▶ [INSTRUCTIONS TO FOLLOW]
Every line of the data below is to be retyped exactly.

[Items listed in a dataset]
▶
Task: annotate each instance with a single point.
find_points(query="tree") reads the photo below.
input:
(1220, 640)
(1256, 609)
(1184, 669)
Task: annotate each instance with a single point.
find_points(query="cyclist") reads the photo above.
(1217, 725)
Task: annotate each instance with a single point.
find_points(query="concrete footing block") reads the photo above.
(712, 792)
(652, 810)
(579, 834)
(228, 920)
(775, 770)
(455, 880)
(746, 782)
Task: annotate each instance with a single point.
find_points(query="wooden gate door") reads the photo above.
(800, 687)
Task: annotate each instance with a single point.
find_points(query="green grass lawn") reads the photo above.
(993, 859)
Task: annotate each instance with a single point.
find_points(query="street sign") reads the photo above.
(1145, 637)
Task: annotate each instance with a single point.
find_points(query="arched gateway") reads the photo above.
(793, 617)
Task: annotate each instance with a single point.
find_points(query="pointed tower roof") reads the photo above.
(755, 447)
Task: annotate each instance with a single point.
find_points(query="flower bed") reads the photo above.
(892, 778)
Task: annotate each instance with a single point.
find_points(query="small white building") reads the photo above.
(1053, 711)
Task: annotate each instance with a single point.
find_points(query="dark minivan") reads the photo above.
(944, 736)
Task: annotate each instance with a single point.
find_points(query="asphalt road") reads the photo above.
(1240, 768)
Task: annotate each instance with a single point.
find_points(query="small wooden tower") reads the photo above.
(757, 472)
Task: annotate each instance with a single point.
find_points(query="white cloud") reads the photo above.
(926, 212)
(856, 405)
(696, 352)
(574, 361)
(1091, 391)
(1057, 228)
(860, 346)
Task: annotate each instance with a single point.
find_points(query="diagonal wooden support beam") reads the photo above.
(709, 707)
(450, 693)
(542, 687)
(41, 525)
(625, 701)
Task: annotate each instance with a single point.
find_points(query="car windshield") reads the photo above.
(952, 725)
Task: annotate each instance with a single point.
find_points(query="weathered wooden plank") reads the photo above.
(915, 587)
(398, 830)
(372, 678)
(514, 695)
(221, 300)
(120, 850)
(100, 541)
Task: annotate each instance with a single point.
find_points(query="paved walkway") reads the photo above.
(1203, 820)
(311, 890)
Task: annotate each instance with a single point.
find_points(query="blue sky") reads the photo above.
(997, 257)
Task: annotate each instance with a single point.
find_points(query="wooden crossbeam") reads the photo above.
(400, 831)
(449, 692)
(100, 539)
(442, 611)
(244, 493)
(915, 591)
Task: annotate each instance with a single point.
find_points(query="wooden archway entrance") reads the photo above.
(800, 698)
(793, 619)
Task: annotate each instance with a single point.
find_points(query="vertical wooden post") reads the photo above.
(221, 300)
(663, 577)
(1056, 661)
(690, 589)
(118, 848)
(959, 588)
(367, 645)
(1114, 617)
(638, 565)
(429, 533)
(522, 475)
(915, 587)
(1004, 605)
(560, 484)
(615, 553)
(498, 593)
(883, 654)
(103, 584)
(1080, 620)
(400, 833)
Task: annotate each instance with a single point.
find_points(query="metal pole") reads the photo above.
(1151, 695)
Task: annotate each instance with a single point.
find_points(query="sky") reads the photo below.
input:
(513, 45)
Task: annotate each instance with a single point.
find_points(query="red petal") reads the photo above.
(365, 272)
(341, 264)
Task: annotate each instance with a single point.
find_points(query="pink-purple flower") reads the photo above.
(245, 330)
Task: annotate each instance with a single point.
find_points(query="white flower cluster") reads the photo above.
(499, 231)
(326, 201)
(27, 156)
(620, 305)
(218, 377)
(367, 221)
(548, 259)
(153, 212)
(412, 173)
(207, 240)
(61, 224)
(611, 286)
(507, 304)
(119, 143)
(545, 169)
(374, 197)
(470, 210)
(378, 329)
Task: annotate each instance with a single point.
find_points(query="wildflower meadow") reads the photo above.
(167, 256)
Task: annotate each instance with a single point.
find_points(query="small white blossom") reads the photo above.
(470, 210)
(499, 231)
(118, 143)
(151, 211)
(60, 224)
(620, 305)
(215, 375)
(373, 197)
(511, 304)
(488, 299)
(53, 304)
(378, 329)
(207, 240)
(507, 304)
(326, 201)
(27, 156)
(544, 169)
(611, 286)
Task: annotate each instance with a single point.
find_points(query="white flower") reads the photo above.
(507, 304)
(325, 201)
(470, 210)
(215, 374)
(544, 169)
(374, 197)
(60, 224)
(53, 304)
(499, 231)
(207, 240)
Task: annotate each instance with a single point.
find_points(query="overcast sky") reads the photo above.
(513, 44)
◀
▶ [RESULT OF THE EXERCISE]
Task: annotate each instance with a single point.
find_points(query="tree") reads the photo below.
input:
(1220, 640)
(1256, 609)
(1184, 669)
Task: annotate each instance with a single point.
find_points(query="cyclist") reads the photo above.
(1217, 725)
Task: annotate each instance with a single point.
find_points(query="concrete footing block") reads the photo above.
(712, 792)
(652, 810)
(579, 834)
(228, 920)
(775, 770)
(455, 880)
(746, 782)
Task: annotate each instance with a single point.
find_points(query="wooden gate door") reads the photo above.
(800, 687)
Task: annotate each instance with a single point.
find_points(query="green grass lawn") reads the photo above.
(993, 859)
Task: annotate each instance with a single point.
find_points(query="street sign") reads the photo above.
(1145, 637)
Task: annotate each instance with a single point.
find_points(query="arched gateway") reads the photo above.
(793, 617)
Task: annotate each instance with a single point.
find_points(query="pointed tower roof") reads the photo above.
(755, 447)
Task: annotate each instance with a single point.
find_points(query="flower bed") reads the photo above.
(892, 778)
Task: annotate each instance with a single point.
find_points(query="small white building") reads the photo above.
(1053, 711)
Task: annotate each instance with a single point.
find_points(query="dark minivan") reads the photo above.
(944, 736)
Task: annotate each instance with a single point.
find_points(query="asphalt road") reads the photo above.
(1240, 768)
Task: annotate each instance with a single point.
find_points(query="small wooden tower") reads the photo above.
(757, 472)
Task: annotate each instance with a single point.
find_points(query="white cloud") reads the photo above.
(926, 212)
(856, 405)
(696, 352)
(574, 361)
(1091, 391)
(1057, 228)
(860, 346)
Task: annotate each instance with a single point.
find_points(query="diagonal wooden support beam") reads the photo above.
(709, 707)
(450, 693)
(542, 687)
(41, 525)
(625, 701)
Task: annotate each instance with a single point.
find_points(query="car windshield") reads the photo above.
(952, 725)
Task: annotate each instance with a single point.
find_points(query="weathered wooden plank") reads the photo above.
(915, 587)
(398, 830)
(372, 678)
(514, 695)
(221, 300)
(120, 850)
(100, 541)
Task: annotate each instance with a single point.
find_points(query="paved walkway") reads the photo above.
(1203, 820)
(311, 890)
Task: annotate each instance with a single point.
find_points(query="blue sky") reads the photo above.
(997, 257)
Task: annotate each instance with a single point.
find_points(query="wooden crossbeam") reads the photo above.
(400, 831)
(449, 692)
(100, 539)
(442, 611)
(244, 493)
(915, 591)
Task: annotate each instance with a single point.
find_points(query="wooden archway entrance") reads the photo above.
(800, 698)
(793, 619)
Task: annotate each instance with a single point.
find_points(query="vertical wooden post") reads the photo above.
(221, 300)
(663, 577)
(1056, 661)
(690, 589)
(118, 848)
(959, 588)
(367, 645)
(1114, 617)
(638, 565)
(429, 533)
(522, 475)
(915, 587)
(1004, 605)
(560, 484)
(615, 553)
(498, 593)
(883, 654)
(103, 584)
(1080, 620)
(400, 833)
Task: annotate each instance with a single point.
find_points(query="metal pole") reads the photo above.
(1151, 695)
Task: annotate each instance with a single point.
find_points(query="sky") reads the photo below.
input:
(513, 45)
Task: annotate each instance with a single point.
find_points(query="red petal") reads the photo above.
(365, 272)
(341, 264)
Task: annotate each instance with a single point.
find_points(query="pink-purple flower") reads the photo above.
(245, 330)
Task: annotate each instance with a single point.
find_points(query="white flower cluster") reads the photo above.
(499, 231)
(326, 201)
(27, 156)
(620, 305)
(218, 377)
(367, 221)
(548, 259)
(153, 212)
(412, 173)
(207, 240)
(61, 224)
(611, 286)
(507, 304)
(119, 143)
(545, 169)
(374, 197)
(470, 210)
(378, 329)
Task: annotate each instance with a single point.
find_points(query="wildflower meadow") reads the photo above.
(167, 256)
Task: annotate each instance with a single point.
find_points(query="small white blossom") reads the photo above.
(470, 210)
(499, 231)
(118, 143)
(151, 211)
(60, 224)
(620, 305)
(215, 375)
(373, 197)
(511, 304)
(488, 299)
(53, 304)
(378, 329)
(207, 240)
(507, 304)
(326, 201)
(27, 156)
(544, 169)
(611, 286)
Task: annotate each instance with a single point.
find_points(query="white flower") reads the photo above.
(507, 304)
(325, 201)
(470, 210)
(215, 374)
(544, 169)
(374, 197)
(60, 224)
(53, 304)
(499, 231)
(207, 240)
Task: annotate each instance with a single point.
find_points(query="overcast sky") reads the photo above.
(513, 44)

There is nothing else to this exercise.